Stated goal 1:
Rewrite the part of the passage on S&P 500 concentration that begins with the words "Looking at overlap" and stops after "spending patterns evolve.", putting "break" in place of "hiatus".

Document text:
+===+

For much of this year, we’ve discussed the rising concentration of the S&P 500 among its largest companies. As of 12/16/25, the top 10 companies by market capitalization represent over 40% of the index—one of the highest concentration levels in history.

This week’s chart reflects that reality, but it also highlights something equally important: companies at the top shouldn’t get too comfortable staying there.

The chart below, from JPMorgan, shows the top S&P 500 companies as of the first trading day in 1985, 1995, 2005, 2015, and 2025.

Observation #1: Concentration Has Reached an Extreme

Today’s top four, Apple, Nvidia, Microsoft, and Amazon, represent a larger share of the S&P 500 than the entire top 10 did in prior decades. Overall, today’s top-10 concentration is nearly double the next-highest level, which occurred in 2005.

Observation #2: Leadership Turns Over Consistently

Looking at overlap from decade to decade:

  • 1995: Only four companies remained from 1985 (Exxon, AT&T, GE, Royal Dutch)
  • 2005: Four remained again, but only three carried over from 1985 (Royal Dutch fell out)
  • 2015: Four remained from 2005, with Procter & Gamble returning after a hiatus
  • 2025: Four remained from 2015, but none from 1985 are still in the top 10

History is clear: Kings don’t always stay kings. Many former leaders still exist and remain large companies, but their dominance has been replaced as technology, behavior, and spending patterns evolve.

+===+

Provided records:

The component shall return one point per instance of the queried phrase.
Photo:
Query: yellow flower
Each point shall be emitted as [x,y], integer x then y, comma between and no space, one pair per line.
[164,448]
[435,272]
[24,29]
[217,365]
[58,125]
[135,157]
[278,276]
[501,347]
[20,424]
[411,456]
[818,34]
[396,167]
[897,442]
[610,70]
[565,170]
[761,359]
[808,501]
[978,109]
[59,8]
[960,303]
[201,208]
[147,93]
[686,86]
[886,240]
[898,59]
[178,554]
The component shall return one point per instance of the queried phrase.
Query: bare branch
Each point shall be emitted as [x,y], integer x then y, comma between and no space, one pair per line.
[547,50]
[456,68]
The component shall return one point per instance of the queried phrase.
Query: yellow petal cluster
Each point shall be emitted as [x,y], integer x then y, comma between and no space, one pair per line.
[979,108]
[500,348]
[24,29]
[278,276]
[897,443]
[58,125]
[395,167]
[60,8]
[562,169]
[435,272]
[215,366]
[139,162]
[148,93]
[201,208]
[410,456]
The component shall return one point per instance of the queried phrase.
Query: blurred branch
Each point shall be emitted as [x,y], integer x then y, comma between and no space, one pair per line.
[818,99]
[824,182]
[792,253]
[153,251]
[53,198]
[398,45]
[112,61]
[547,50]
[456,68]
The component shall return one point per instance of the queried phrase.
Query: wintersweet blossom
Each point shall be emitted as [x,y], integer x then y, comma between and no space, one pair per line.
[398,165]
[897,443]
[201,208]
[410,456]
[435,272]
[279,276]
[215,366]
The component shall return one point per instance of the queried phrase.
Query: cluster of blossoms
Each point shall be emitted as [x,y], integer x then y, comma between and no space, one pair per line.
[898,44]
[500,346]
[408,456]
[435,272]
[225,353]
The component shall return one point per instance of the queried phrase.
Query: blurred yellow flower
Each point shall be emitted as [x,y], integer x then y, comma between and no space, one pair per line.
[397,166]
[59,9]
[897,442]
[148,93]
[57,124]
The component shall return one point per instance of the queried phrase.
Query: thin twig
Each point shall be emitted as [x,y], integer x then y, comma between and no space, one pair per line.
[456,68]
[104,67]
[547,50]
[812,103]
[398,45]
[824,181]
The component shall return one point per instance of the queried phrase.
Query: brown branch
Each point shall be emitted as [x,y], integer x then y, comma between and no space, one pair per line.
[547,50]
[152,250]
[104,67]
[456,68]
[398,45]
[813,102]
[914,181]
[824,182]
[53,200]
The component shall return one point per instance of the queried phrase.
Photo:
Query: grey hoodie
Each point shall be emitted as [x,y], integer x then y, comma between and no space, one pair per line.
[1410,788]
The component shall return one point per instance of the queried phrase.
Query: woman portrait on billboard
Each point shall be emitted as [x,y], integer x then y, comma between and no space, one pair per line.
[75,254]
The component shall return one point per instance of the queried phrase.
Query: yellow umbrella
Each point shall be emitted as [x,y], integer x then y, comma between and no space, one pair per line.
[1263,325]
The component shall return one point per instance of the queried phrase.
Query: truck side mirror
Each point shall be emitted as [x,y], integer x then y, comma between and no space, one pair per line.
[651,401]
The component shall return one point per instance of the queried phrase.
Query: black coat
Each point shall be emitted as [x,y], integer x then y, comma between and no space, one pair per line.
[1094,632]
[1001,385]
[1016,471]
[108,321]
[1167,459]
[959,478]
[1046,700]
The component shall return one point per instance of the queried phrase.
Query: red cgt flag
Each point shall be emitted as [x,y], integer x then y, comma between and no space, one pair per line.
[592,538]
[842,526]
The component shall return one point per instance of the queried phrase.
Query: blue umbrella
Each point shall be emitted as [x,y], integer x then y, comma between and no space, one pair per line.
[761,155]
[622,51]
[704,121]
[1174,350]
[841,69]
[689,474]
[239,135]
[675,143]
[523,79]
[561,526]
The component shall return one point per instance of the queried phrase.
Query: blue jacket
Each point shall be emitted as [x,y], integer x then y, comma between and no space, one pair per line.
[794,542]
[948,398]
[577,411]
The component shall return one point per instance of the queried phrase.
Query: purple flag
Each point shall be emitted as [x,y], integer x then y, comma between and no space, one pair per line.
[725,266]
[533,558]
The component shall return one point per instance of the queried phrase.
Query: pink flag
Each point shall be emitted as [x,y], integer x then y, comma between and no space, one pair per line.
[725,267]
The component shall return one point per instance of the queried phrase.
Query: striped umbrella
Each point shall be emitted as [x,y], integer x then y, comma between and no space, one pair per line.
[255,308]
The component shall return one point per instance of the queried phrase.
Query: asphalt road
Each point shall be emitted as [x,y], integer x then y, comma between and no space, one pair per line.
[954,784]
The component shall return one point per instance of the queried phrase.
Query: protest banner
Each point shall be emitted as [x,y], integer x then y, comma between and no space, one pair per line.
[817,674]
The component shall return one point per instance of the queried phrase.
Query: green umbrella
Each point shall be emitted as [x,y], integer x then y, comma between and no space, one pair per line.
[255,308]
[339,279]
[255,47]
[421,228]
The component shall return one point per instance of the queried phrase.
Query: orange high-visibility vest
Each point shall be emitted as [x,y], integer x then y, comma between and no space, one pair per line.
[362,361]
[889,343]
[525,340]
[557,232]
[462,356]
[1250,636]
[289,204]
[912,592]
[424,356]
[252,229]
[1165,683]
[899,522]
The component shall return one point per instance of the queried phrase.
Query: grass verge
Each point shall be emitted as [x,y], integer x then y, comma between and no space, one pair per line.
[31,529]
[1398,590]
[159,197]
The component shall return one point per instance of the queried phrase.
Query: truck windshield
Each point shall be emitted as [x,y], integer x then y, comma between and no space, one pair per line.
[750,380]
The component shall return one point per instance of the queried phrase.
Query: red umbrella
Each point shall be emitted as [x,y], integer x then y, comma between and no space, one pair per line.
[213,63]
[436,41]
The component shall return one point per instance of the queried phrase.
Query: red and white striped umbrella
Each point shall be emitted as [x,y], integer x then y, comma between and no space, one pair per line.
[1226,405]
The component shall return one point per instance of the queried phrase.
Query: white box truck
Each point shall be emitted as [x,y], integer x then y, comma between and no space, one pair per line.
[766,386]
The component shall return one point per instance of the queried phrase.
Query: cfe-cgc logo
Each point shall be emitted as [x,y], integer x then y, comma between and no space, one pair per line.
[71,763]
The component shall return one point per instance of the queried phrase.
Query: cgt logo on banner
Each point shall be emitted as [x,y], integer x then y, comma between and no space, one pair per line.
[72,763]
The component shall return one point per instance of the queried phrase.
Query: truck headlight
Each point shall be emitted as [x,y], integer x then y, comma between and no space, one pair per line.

+===+

Stated goal 2:
List every line of the entries that contains the string "blue", matching its case exactly.

Exercise answer 1:
Looking at overlap from decade to decade:

  • 1995: Only four companies remained from 1985 (Exxon, AT&T, GE, Royal Dutch)
  • 2005: Four remained again, but only three carried over from 1985 (Royal Dutch fell out)
  • 2015: Four remained from 2005, with Procter & Gamble returning after a break
  • 2025: Four remained from 2015, but none from 1985 are still in the top 10

History is clear: Kings don’t always stay kings. Many former leaders still exist and remain large companies, but their dominance has been replaced as technology, behavior, and spending patterns evolve.

Exercise answer 2:
Query: blue umbrella
Query: blue jacket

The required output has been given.